## PROBLEM
Starting at the line that holds "263L319 261L317 230L313", transcribe every line to the end of the data exactly; include no other lines.

[Stored data]

━━━━━━━━

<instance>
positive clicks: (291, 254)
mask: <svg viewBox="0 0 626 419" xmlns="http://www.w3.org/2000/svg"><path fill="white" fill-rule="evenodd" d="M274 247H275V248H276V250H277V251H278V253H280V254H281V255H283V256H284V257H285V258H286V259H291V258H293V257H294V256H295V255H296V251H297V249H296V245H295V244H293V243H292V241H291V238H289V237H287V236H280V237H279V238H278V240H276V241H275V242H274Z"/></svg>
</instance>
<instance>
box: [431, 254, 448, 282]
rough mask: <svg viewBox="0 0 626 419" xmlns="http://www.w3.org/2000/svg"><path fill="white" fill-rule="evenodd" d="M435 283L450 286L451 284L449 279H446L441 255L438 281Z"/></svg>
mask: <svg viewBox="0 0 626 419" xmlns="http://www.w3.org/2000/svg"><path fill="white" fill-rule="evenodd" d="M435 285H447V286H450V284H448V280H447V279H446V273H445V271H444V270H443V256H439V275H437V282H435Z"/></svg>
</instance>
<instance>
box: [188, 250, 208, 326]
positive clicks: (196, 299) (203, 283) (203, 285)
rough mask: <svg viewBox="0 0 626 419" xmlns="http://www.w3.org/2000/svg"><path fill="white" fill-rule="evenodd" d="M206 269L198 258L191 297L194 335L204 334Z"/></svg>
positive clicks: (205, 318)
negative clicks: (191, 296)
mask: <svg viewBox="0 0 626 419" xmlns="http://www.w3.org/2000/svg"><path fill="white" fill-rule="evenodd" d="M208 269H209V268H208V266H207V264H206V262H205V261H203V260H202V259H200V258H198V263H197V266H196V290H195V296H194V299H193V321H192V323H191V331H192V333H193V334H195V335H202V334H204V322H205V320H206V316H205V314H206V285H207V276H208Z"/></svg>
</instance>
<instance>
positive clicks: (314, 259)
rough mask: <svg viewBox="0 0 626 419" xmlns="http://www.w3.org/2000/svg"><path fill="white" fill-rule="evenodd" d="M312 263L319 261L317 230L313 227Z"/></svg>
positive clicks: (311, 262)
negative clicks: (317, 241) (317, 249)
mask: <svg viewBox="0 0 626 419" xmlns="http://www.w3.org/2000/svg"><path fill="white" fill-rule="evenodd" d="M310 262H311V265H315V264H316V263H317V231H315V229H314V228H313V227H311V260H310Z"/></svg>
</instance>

━━━━━━━━

## ANSWER BOX
rough mask: <svg viewBox="0 0 626 419" xmlns="http://www.w3.org/2000/svg"><path fill="white" fill-rule="evenodd" d="M312 263L319 261L317 230L313 227Z"/></svg>
positive clicks: (311, 262)
negative clicks: (317, 241) (317, 249)
mask: <svg viewBox="0 0 626 419" xmlns="http://www.w3.org/2000/svg"><path fill="white" fill-rule="evenodd" d="M310 262H311V265H315V264H316V263H317V231H315V229H314V228H313V227H311V260H310Z"/></svg>
</instance>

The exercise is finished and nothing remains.